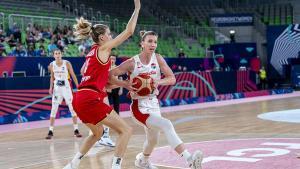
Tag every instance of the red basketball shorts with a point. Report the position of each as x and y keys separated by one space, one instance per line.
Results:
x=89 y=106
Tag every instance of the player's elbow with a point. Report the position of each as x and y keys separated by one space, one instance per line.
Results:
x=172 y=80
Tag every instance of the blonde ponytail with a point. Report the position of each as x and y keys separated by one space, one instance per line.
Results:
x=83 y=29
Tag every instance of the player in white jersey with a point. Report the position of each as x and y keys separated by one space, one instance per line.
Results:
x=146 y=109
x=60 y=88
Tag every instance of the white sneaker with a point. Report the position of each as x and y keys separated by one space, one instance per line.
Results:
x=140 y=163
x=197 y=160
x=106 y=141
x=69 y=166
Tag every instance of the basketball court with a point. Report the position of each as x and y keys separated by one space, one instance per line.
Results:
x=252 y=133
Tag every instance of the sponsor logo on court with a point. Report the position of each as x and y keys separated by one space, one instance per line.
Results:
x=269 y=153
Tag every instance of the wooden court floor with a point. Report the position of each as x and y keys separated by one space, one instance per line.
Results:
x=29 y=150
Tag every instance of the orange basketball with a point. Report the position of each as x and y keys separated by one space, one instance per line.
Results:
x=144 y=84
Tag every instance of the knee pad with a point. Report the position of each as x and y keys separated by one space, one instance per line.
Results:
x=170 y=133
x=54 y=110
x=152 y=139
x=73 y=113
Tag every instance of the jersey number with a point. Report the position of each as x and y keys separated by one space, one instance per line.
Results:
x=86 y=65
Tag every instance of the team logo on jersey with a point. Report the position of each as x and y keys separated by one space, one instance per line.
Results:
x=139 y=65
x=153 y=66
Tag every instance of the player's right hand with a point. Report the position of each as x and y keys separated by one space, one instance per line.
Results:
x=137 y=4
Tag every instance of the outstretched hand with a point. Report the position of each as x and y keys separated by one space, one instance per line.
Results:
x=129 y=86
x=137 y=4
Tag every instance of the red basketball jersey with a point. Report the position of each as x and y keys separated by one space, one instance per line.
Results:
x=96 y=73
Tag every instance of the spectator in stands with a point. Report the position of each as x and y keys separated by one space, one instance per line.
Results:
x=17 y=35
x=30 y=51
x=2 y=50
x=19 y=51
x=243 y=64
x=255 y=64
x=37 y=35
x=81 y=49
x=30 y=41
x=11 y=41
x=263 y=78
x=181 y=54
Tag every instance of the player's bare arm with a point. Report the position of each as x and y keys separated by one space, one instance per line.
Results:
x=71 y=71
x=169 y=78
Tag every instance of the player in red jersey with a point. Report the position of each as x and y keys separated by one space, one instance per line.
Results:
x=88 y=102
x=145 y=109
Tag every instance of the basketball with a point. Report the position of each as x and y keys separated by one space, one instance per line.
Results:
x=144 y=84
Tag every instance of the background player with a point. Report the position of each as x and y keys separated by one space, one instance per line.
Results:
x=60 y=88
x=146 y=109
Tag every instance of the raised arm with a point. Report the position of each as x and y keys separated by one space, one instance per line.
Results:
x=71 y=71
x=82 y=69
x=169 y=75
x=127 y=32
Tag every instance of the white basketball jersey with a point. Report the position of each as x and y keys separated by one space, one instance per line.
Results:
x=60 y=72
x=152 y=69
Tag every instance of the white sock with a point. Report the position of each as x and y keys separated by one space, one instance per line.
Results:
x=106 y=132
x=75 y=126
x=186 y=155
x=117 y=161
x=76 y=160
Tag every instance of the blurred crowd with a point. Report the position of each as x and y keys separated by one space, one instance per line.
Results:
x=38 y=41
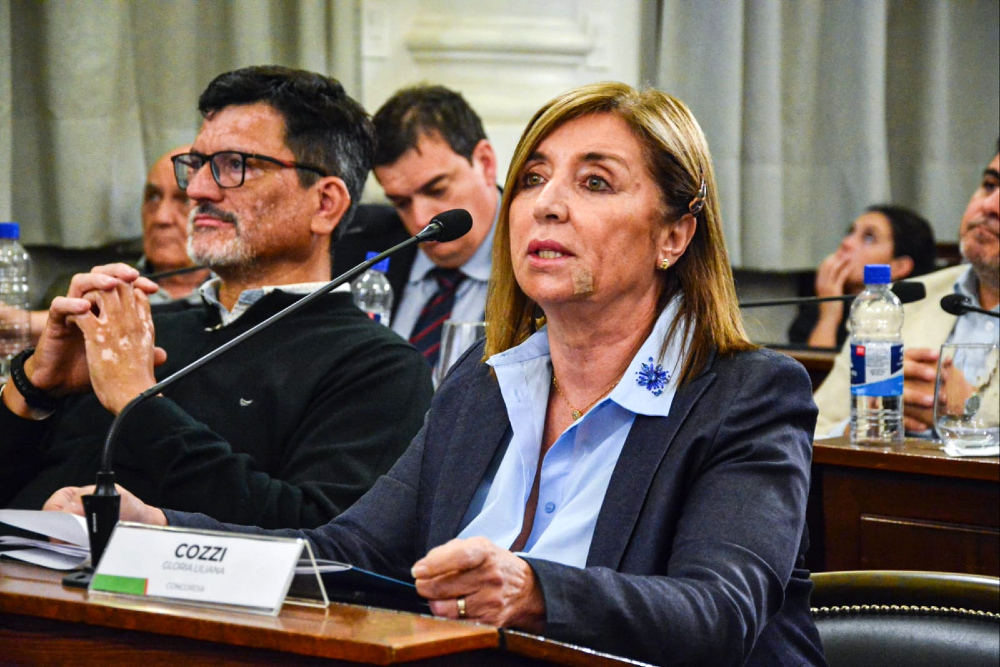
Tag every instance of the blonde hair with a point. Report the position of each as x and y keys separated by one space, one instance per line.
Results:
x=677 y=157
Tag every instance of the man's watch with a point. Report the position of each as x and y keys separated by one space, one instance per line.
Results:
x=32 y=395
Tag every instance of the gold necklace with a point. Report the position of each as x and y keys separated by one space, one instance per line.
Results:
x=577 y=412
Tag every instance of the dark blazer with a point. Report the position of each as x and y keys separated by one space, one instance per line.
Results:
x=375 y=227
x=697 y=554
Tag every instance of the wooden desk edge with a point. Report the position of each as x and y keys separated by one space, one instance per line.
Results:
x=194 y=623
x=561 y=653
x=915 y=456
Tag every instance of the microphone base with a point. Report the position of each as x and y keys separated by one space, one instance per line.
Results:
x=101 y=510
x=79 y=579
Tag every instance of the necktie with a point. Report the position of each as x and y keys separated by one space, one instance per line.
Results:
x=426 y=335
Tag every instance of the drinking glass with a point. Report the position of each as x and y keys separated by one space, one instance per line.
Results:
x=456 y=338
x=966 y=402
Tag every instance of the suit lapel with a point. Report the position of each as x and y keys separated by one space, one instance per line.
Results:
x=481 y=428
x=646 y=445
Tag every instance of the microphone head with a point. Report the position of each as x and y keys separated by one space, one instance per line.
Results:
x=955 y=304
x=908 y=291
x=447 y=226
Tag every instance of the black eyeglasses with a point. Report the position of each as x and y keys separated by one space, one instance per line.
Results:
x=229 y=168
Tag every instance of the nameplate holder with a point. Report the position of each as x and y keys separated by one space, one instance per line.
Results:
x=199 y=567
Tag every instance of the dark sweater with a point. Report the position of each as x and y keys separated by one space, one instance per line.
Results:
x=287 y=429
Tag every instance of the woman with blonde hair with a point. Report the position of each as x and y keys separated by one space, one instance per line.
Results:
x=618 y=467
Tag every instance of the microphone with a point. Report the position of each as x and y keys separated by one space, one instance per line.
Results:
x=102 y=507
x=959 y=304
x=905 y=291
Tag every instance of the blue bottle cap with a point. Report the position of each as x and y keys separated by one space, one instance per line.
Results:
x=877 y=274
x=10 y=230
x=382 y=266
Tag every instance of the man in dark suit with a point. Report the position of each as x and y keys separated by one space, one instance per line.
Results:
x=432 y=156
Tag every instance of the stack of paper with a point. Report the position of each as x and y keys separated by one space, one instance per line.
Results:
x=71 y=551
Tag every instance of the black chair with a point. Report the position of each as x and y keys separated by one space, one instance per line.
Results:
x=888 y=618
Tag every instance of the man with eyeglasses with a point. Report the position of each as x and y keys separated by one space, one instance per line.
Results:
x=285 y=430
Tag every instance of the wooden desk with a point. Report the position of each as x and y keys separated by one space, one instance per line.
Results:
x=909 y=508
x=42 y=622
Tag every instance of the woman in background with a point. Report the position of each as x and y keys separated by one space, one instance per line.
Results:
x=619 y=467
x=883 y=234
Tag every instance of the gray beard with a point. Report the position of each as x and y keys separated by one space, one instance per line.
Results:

#### Problem details:
Copy every one of the rows above word for word, leaving out the pictures.

#### Completed task:
Tag every instance of the red basketball shorts with a point. Report the position of each as x and y keys separated by one space, one instance per line.
Results:
x=89 y=106
Tag every instance of the player's elbow with a point. Report the position of each as x and y keys separated by one space, one instance per line.
Results:
x=172 y=80
Tag every instance of the blonde ponytail with a point. Report the position of each as x and y keys separated by one space, one instance per line.
Results:
x=83 y=29
Tag every instance of the player in white jersey with a point. Report the position of each as x and y keys separated by one space, one instance per line.
Results:
x=146 y=109
x=60 y=88
Tag every instance of the white sneaker with a point. Report the position of each as x and y keys separated by one space, one instance per line.
Results:
x=140 y=163
x=197 y=160
x=106 y=141
x=69 y=166
Tag every instance of the basketball court with a point. Report the position of each as x and y keys separated by one space, one instance per line.
Results:
x=252 y=133
Tag every instance of the sponsor logo on court with a point. Report the position of each as x and y keys separated by one space, one instance per line.
Results:
x=269 y=153
Tag every instance of the wooden court floor with a point. Report the position of each as x and y keys separated by one space, one instance per line.
Results:
x=29 y=150
Tag every instance of the orange basketball with a point. Report the position of each as x and y keys separated by one space, one instance per line.
Results:
x=144 y=84
Tag every instance of the knee pad with a point. Report the position of each as x and y keys separated by one space, one instance per line.
Results:
x=170 y=133
x=54 y=110
x=152 y=139
x=73 y=113
Tag every instance of the jersey number with a point. Report the position of each as x and y keys separated by one space, one instance per line.
Results:
x=86 y=65
Tag every instance of the team logo on jersey with a point. Report the position of each as x and y keys separated by one space, one instance per line.
Results:
x=139 y=65
x=153 y=66
Tag every instance of the player's right hand with a point. Report the position of each as x and y keys separated by one space, one instance per line.
Results:
x=137 y=4
Tag every instance of the outstretched hand with a point. Report the position of each as x and y keys separated by one space, one instance per line.
Results:
x=129 y=86
x=137 y=4
Tag every instance of the red basketball jersey with a point. Report the position of each as x and y keys separated by one space, one instance per line.
Results:
x=96 y=73
Tag every instance of the spectator in stands with a point. Report the position of each as x and y keys separated by one space, one instance per line.
Results:
x=17 y=35
x=30 y=51
x=2 y=50
x=19 y=51
x=243 y=64
x=255 y=64
x=37 y=35
x=81 y=49
x=30 y=41
x=11 y=41
x=263 y=78
x=181 y=54
Tag every instance of the player's bare arm with a point. Report the position of each as x and y keys separated by one space, one instance per line.
Results:
x=71 y=71
x=169 y=78
Tag every instance of the player in red jersey with a point. Report the position of each as x and y keys separated by one space, one instance per line.
Results:
x=88 y=102
x=145 y=109
Tag every instance of the basketball with a point. Report the position of each as x and y keys separated by one space, one instance per line.
Results:
x=144 y=84
Tag every instance of the background player with a point. Report the position of each as x and y keys separated by one space, one instance per line.
Results:
x=60 y=88
x=146 y=109
Tag every instance of the raised arm with a point. Report the position of each as x and y keys separated by one space, one instance per line.
Results:
x=71 y=71
x=82 y=69
x=169 y=75
x=127 y=32
Tag every instance of the white basketball jersey with a point. Report the position of each as x and y keys separated by one space, one instance per line.
Results:
x=60 y=72
x=152 y=69
Tag every instance of the white sock with a point. Report the position of each as x and y keys separated by one space, one instance per line.
Results:
x=106 y=132
x=75 y=126
x=186 y=155
x=117 y=161
x=76 y=160
Tag every instance of the blurred crowd with a point. Report the position of each as x and y keys separated by one space, one instance per line.
Results:
x=38 y=41
Tag every instance of the blonde hair with a point. Report the position of each as x and y keys separated by one space, one instance per line.
Results:
x=677 y=157
Tag every instance of the man's watch with a point. Report the position of each as x and y keys separated by one space, one instance per line.
Results:
x=32 y=395
Tag every instance of the gold necklace with a point. Report the position of each as x and y keys separated by one space, one instance per line.
Results:
x=577 y=412
Tag every instance of the dark blazer with a point. Report the position of each as x and y keys separated by one space, one instance per line.
Results:
x=375 y=227
x=697 y=554
Tag every instance of the wooden desk edge with a point. Report the position of each as x and y keys separated by one space, one instance per line.
Results:
x=194 y=623
x=561 y=653
x=915 y=456
Tag every instance of the microphone base with a point. Report the position of each as x and y keys separated by one space, one instance per line.
Results:
x=101 y=510
x=79 y=579
Tag every instance of the necktie with a point. Report the position of each as x and y keys separated by one space, one instance per line.
Results:
x=426 y=335
Tag every instance of the drinking glass with a point. Report the position of each as x and y keys separated by one space, one instance per line.
Results:
x=456 y=338
x=966 y=402
Tag every instance of the suit lapel with a point. Report the position of each as x and y keys separated by one space, one instance per line.
Results:
x=481 y=428
x=646 y=445
Tag every instance of the microphone head with a point. Report the position of each as x and y keys separated by one space, one instance per line.
Results:
x=955 y=304
x=908 y=291
x=447 y=226
Tag every instance of the black eyeglasses with a point. Report the position of each as x and y keys separated by one space, one instance per line.
Results:
x=229 y=168
Tag every instance of the nameplate holder with a point. Report the position of each as x and y keys separated by one space, one instance per line.
Results:
x=199 y=567
Tag every instance of the dark sweater with a point. Report the position of each as x and y keys separated by one space, one instance per line.
Results:
x=287 y=429
Tag every instance of the woman with blonde hair with a point. Report the position of each as x and y keys separated by one space, one instance per line.
Results:
x=618 y=467
Tag every instance of the microphone with a point. Report the position of each as x and y keys separated by one space, one instance per line.
Results:
x=102 y=507
x=959 y=304
x=905 y=291
Tag every instance of the blue bottle cap with a point. Report the position of each as x and y keys separated by one space, one instance per line.
Results:
x=877 y=274
x=10 y=230
x=382 y=266
Tag every instance of the man in dark suit with a point. Report the position of each as x and y keys separated by one space, one instance per line.
Results:
x=432 y=156
Tag every instance of the stack of paper with a point. Report the position of each as x and y keys separated by one space, one instance per line.
Results:
x=71 y=551
Tag every instance of the black chair with a point. Report the position of each as x and y keys separated by one space, one instance per line.
Results:
x=888 y=618
Tag every instance of the man with eyeglasses with a point. Report the position of each as x and y keys separated by one space, one instance per line.
Results:
x=285 y=430
Tag every instance of the wooden desk with a point. Report the position of each as x and y keys separated by one space, one instance per line.
Results:
x=909 y=508
x=42 y=622
Tag every instance of the woman in background with a point. Report the position of each as x and y keys separated by one space, one instance per line.
Results:
x=619 y=467
x=883 y=234
Tag every instance of the gray beard with a point. Report the position of each as x and y keys separated by one space, one instance per line.
Results:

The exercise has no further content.